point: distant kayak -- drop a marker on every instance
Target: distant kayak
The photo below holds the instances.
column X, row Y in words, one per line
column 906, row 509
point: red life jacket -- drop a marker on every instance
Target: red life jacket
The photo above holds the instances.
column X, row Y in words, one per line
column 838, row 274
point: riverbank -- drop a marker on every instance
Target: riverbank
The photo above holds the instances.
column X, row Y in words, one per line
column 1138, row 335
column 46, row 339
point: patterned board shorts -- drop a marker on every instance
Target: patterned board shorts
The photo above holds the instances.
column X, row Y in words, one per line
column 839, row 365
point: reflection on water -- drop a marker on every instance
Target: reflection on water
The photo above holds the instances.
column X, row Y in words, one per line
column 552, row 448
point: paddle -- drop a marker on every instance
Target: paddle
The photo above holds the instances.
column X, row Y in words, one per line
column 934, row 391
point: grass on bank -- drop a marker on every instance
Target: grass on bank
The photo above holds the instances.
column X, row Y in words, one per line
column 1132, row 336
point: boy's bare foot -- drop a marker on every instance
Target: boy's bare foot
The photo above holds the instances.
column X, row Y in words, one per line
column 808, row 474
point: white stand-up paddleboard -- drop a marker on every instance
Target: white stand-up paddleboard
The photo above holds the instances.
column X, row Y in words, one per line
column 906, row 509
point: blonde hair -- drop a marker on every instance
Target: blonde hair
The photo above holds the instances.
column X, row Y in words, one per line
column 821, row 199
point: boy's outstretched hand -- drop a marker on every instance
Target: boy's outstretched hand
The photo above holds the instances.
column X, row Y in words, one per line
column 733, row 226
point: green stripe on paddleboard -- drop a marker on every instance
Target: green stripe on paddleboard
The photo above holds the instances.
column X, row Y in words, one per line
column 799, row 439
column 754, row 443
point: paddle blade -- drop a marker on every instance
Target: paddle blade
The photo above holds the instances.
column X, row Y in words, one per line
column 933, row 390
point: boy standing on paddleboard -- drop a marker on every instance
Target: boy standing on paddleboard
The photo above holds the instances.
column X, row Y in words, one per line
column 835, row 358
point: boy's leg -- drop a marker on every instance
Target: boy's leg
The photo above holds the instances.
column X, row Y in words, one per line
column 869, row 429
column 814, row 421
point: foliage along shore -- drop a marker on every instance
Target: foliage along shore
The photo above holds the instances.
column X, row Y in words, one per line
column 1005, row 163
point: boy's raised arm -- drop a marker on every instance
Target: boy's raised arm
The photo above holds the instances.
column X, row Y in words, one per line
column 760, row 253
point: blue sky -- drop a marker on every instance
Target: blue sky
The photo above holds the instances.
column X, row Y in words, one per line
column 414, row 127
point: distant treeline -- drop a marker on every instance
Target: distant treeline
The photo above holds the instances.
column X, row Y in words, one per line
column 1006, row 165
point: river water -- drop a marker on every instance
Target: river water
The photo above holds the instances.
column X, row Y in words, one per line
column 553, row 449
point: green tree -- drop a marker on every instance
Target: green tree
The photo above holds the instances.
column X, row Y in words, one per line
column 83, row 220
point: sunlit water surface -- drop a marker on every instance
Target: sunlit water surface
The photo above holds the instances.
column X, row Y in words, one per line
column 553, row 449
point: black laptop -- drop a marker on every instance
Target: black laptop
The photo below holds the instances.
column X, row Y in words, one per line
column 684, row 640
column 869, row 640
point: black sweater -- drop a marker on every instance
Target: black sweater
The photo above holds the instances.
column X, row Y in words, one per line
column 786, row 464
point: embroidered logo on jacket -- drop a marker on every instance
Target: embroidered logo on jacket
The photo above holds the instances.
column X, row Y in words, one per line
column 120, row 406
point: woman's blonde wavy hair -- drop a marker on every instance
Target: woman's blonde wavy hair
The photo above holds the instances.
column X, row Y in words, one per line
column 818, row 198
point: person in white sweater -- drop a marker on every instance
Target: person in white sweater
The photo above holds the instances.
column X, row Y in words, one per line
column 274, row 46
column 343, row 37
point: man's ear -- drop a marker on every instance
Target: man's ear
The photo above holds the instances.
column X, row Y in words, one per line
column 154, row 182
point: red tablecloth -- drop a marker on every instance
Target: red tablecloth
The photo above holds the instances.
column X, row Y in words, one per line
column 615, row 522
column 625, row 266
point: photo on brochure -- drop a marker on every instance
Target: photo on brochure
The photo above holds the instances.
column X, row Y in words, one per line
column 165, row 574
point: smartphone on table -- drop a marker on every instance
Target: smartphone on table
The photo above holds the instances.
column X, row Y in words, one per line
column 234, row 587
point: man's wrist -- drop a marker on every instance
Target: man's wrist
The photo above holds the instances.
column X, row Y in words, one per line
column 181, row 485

============================================================

**WHAT THE TASK REQUIRES:** The full set of records should be duplicated exactly.

**EXPECTED ANSWER:**
point: distant kayak -- drop a marker on every instance
Target: distant kayak
The photo below holds the instances.
column X, row Y in words, one per line
column 906, row 509
point: red life jacket -- drop a marker on every instance
Target: red life jacket
The photo above holds the instances.
column X, row Y in words, one per line
column 838, row 274
point: riverbank -- drop a marker on every instance
Target: riverbank
The photo above holds the instances.
column X, row Y in words, one per line
column 1138, row 335
column 46, row 339
point: patterned board shorts -- drop a marker on every instance
Target: patterned board shorts
The photo above holds the instances.
column X, row Y in words, one per line
column 839, row 365
point: reflection on water -- drop a marker on every instance
Target: reflection on water
The photo above holds the instances.
column X, row Y in words, one per line
column 552, row 448
point: paddle -- drop a marker on every instance
Target: paddle
The photo above holds the instances.
column X, row Y in words, one per line
column 934, row 391
point: grass on bank -- drop a marker on every instance
Target: grass on bank
The photo above holds the instances.
column X, row Y in words, one per line
column 1132, row 336
point: boy's bare foot -- drop a marker on every instance
Target: boy's bare foot
The photo above holds the instances.
column X, row Y in words, one per line
column 808, row 474
point: white stand-up paddleboard -- drop a marker on every instance
Target: white stand-up paddleboard
The photo above holds the instances.
column X, row Y in words, one per line
column 906, row 509
point: blonde hair -- drop a marker on every instance
Target: blonde hair
The photo above holds the instances.
column X, row Y in words, one per line
column 821, row 199
point: boy's outstretched hand -- drop a marker on every instance
Target: boy's outstretched hand
The photo above holds the instances.
column X, row Y in words, one per line
column 733, row 226
point: green stripe on paddleboard -- drop a marker on every instance
Target: green stripe on paddleboard
The photo above holds the instances.
column X, row Y in words, one per line
column 799, row 439
column 754, row 443
point: paddle blade -- drop a marker on every instance
Target: paddle blade
The photo above holds the instances.
column X, row Y in words, one per line
column 933, row 390
point: boy standing on paddleboard -- drop a marker on every instance
Target: boy standing on paddleboard
The photo above holds the instances.
column X, row Y in words, one per line
column 835, row 358
point: boy's leg -- drop a marker on every instance
Target: boy's leg
The photo above holds the instances.
column X, row Y in words, one per line
column 869, row 429
column 814, row 421
point: foliage along shore -- drop a marker on every instance
Target: foliage along shore
The photo above holds the instances.
column X, row Y in words, one per line
column 1005, row 163
point: boy's raised arm -- drop a marker on every instance
Target: boy's raised arm
The photo above holds the instances.
column X, row Y in words, one per line
column 760, row 253
point: blue sky -- drop a marker on every instance
Target: blue sky
The photo above holds the instances.
column X, row Y in words, one per line
column 414, row 127
point: distant treeline -- drop a marker on every instance
Target: distant treeline
The photo above holds the instances.
column X, row Y in words, one per line
column 1006, row 165
point: river water -- drop a marker on every instance
Target: river water
The photo above holds the instances.
column X, row Y in words, one per line
column 553, row 449
point: green tree -- drop a marker on every instance
Target: green tree
The photo above holds the instances.
column X, row Y in words, one per line
column 83, row 220
point: sunlit water surface -- drop a marker on every instance
Target: sunlit water surface
The photo above holds the instances.
column X, row Y in words, one per line
column 553, row 449
point: black laptop -- drop a marker on every instance
Target: black laptop
The photo below holds the instances.
column X, row Y in words, one per line
column 684, row 640
column 869, row 640
point: black sweater -- drop a marker on every instance
Target: black sweater
The photo above holds the instances.
column X, row Y in words, one per line
column 786, row 464
point: embroidered logo on jacket -- drop a marker on every instance
Target: embroidered logo on jacket
The photo above holds the instances.
column X, row Y in words, one per line
column 120, row 406
point: woman's blonde wavy hair -- drop a marker on every instance
Target: woman's blonde wavy hair
The photo above holds the instances.
column X, row Y in words, one per line
column 818, row 198
point: person in white sweater -- drop a marker on every instance
Target: person in white sweater
The photo above holds the instances.
column X, row Y in words, one per line
column 274, row 46
column 343, row 37
point: man's ear -- drop a marker on every instance
Target: man's ear
The photo above holds the instances.
column X, row Y in words, one per line
column 154, row 182
point: red tablecloth -- drop a marker on every instance
Target: red tablecloth
The photo above holds the instances.
column X, row Y in words, one per line
column 615, row 522
column 625, row 266
point: photo on brochure -- drop a marker on every instance
Target: photo on brochure
The photo above holds the instances.
column X, row Y in words, one per line
column 165, row 574
point: smartphone on table -- drop a marker on every instance
Target: smartphone on table
The photo above holds the instances.
column X, row Y in words, one per line
column 234, row 587
point: man's wrist -- drop a marker on every instance
Target: man's wrist
The photo above holds the instances.
column X, row Y in words, one per line
column 181, row 485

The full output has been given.